EXERCISE. Transcribe the records that follow in their entirety, omitting any pictures.

Referring expression pointing data:

□ □ □ □

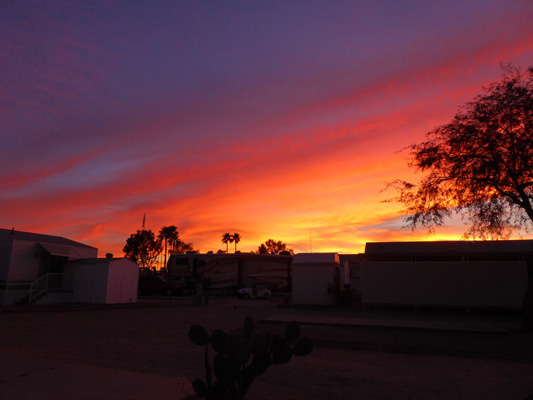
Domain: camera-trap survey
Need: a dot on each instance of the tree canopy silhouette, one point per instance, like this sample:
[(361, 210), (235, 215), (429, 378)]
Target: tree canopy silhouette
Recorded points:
[(479, 165), (168, 235), (143, 248), (272, 246)]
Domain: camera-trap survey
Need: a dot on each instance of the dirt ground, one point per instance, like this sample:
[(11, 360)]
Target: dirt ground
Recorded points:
[(347, 362)]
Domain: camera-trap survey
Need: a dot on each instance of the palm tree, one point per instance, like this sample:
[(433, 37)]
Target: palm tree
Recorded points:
[(236, 239), (168, 234), (227, 238)]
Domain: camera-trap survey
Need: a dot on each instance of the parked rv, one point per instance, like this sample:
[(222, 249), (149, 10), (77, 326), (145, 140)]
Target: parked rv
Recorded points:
[(153, 285), (256, 287), (228, 272)]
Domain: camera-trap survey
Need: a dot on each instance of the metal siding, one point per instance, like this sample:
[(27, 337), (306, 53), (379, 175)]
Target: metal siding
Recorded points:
[(444, 284)]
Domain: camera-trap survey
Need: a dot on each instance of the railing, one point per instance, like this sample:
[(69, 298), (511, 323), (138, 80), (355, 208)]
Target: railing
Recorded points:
[(48, 282)]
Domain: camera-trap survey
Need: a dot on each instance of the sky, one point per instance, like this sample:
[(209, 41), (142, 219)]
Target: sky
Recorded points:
[(272, 119)]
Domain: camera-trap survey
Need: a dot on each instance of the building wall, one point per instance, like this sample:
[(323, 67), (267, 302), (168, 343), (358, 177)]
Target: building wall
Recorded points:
[(5, 256), (310, 283), (469, 284), (123, 282), (25, 261), (89, 282)]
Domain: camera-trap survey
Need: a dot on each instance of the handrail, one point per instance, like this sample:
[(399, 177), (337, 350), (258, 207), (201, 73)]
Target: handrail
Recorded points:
[(50, 281)]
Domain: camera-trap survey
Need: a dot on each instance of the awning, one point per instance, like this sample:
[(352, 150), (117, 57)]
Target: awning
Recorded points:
[(61, 250)]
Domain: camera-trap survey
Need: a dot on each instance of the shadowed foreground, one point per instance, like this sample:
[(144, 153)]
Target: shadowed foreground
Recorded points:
[(148, 342)]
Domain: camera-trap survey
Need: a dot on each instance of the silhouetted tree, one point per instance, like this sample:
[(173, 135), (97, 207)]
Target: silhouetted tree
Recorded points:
[(236, 239), (168, 235), (479, 166), (143, 248), (273, 247), (227, 238)]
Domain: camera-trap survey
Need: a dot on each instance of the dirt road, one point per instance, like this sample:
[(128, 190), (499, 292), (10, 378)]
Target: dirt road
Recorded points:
[(367, 363)]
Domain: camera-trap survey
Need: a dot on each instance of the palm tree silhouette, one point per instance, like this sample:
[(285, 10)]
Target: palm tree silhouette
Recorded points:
[(236, 239), (168, 234), (227, 238)]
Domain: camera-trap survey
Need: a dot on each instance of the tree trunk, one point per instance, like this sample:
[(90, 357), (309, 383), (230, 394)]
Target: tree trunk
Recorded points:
[(527, 304)]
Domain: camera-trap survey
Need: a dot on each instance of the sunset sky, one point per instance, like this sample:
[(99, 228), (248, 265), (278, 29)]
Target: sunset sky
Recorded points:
[(273, 119)]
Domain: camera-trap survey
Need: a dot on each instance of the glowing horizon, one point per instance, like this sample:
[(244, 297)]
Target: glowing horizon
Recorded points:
[(287, 123)]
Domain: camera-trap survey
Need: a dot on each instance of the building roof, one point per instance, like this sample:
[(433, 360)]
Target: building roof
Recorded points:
[(450, 247), (44, 240), (316, 258)]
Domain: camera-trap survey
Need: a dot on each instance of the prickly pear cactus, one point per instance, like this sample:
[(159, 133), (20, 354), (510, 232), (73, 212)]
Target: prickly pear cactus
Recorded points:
[(242, 357)]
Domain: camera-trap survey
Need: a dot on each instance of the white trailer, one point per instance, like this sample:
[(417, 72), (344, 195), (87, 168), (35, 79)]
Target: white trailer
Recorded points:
[(229, 271)]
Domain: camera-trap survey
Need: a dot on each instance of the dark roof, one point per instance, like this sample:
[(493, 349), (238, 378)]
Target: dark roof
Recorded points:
[(39, 237), (450, 247)]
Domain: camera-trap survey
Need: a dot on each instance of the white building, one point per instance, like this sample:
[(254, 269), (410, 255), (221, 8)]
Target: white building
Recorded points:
[(47, 269), (316, 277)]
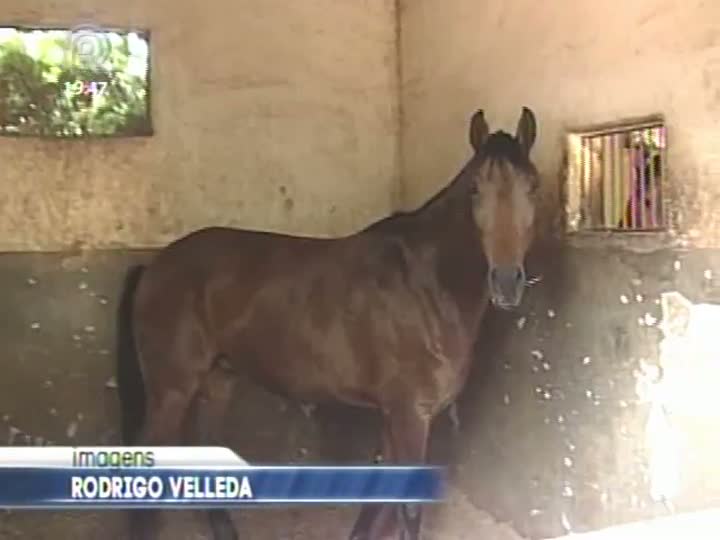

□ □ □ □

OUTPUT FOR THIS TASK.
Domain: camera-trap survey
Need: a dot on each instance of the tree canopy silhouette, one point per instance, like this sample:
[(361, 210), (235, 215), (429, 378)]
Target: tree canopy silhouette
Recorded points:
[(479, 165), (168, 235), (143, 248), (272, 246)]
Domain: camera-trap survey
Need: a dot on each instance of the dirt ground, one point per instance, like this sample:
[(11, 360)]
Target: dirt ground
Recorded points:
[(347, 362)]
Domain: camera-trap survey
Need: a dot on each instance of the palm tree, one point per instance, like this sample:
[(433, 37)]
Target: palm tree
Recorded points:
[(236, 239), (168, 234), (227, 238)]
Domain: camera-trap survey
Need: a dot on each instance of the parked rv, one point per instance, like this sample:
[(222, 249), (149, 10), (77, 326), (145, 140)]
Target: parked rv
Recorded points:
[(153, 285), (256, 287), (228, 272)]
Domain: camera-trap survey
Need: a dot on each instance of the metal siding, one point per instance, like this sample:
[(27, 337), (306, 53), (379, 175)]
Target: metal siding
Recorded points:
[(444, 284)]
Domain: camera-trap survey
Need: a dot on each instance of the railing, one point per instance, like this sample:
[(69, 298), (511, 323), (138, 80), (355, 208)]
Target: railing
Recorded points:
[(48, 282)]
Domain: camera-trap survey
Need: a dot on each instance of the sky, one point per instance, like this sample:
[(209, 41), (142, 219)]
Target: sky
Recorded points:
[(272, 119)]
Domain: camera-trap survey
Need: a dot on each instance of the building wall, one point per instance, like this sample:
[(323, 67), (267, 302), (168, 343), (358, 177)]
Target: building wall
Recorded points:
[(5, 256), (310, 283), (469, 284), (123, 282), (25, 261), (89, 282)]
Domain: camera-trap survey
Need: a dot on each instance of the handrail, one point per instance, like this sample:
[(399, 177), (337, 350), (258, 207), (201, 73)]
Target: handrail
Recorded points:
[(50, 281)]
Domain: camera-trap survey
Need: a dot on each instance of the awning, one point per instance, like this sample:
[(352, 150), (117, 57)]
Target: awning
Recorded points:
[(61, 250)]
Domain: camera-trap survey
Need: a dot on each instance of the shadowed foreground, one point per instance, like this sample:
[(144, 153)]
Target: shadowed foreground
Recorded points:
[(148, 342)]
Domain: camera-trap survey
Need: a dot on each instance of the silhouetted tree, one point per instance, like this sample:
[(173, 135), (97, 207)]
Target: silhouetted tree
Recorded points:
[(236, 239), (168, 235), (479, 166), (143, 248), (273, 247), (227, 238)]
Domain: camera-trap survey
Need: a dot on each instance of the dirt road, one point per instance, like this sample:
[(128, 190), (499, 292), (10, 378)]
Target: dirt road
Recorded points:
[(367, 363)]
Domain: camera-trap survey
Need: a dot on each instance of the palm tree silhouette, one point per instance, like this sample:
[(285, 10)]
Target: palm tree silhouette
Recorded points:
[(236, 239), (168, 234), (227, 238)]
Domain: camera-trap survey
Need: a dot on each instance of the tree trunk, one point per instance, like this sample:
[(90, 357), (309, 383), (230, 394)]
Target: tree trunk
Recorded points:
[(527, 304)]
Domain: camera-trap survey
Need: a dot on each instance of the sunset sky, one point per instance, like this sample:
[(99, 228), (248, 265), (278, 29)]
Target: sunset sky
Recorded points:
[(273, 119)]
Domain: camera-trap survey
Need: a dot on each instance of the glowing horizon, one point per instance, like this sample:
[(244, 297)]
Target: glowing horizon
Recorded points:
[(287, 123)]
Domain: camera-trap survey
Need: a dot on each instance of the building roof, one point per instance, like this sample:
[(433, 360)]
Target: building roof
Recorded points:
[(450, 247), (44, 240), (316, 258)]
Domain: camera-trap survey
Need: a dot on each instance of the prickly pear cactus, one point per instance, like this sample:
[(159, 133), (20, 354), (510, 232), (73, 212)]
Target: prickly pear cactus
Recorded points:
[(242, 357)]
Domain: camera-trap survey
Need: a dot on each instance of the white trailer, one point per instance, like this sample:
[(417, 72), (344, 195), (87, 168), (35, 79)]
Target: white trailer
Recorded points:
[(229, 271)]
Domain: camera-trap survey
Need: a dot on each instance of the dark roof, one point per instance, like this sample:
[(493, 349), (238, 378)]
Target: dark roof
Recorded points:
[(39, 237), (450, 247)]
Domain: camera-trap survey
Need: a dot on each instance of the white building, one point per instance, like this sample:
[(254, 269), (410, 255), (221, 8)]
Target: white building
Recorded points:
[(47, 269), (316, 277)]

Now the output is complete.